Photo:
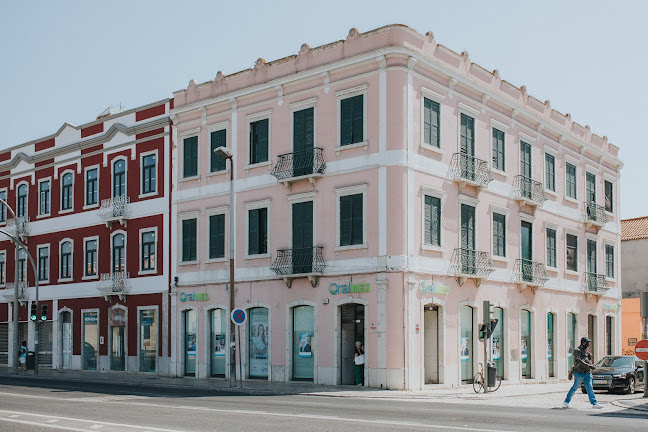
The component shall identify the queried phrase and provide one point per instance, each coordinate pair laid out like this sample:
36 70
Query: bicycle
478 380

=======

TASK INSTRUCTIONS:
Copy the data above word for word, line for line, and leave out any picture.

OUTPUT OF THE TASK:
Photo:
The component shall identify the queried phrase and provide one point per instance, each coordinate pair laid out like this sample:
36 70
Query: bicycle
478 380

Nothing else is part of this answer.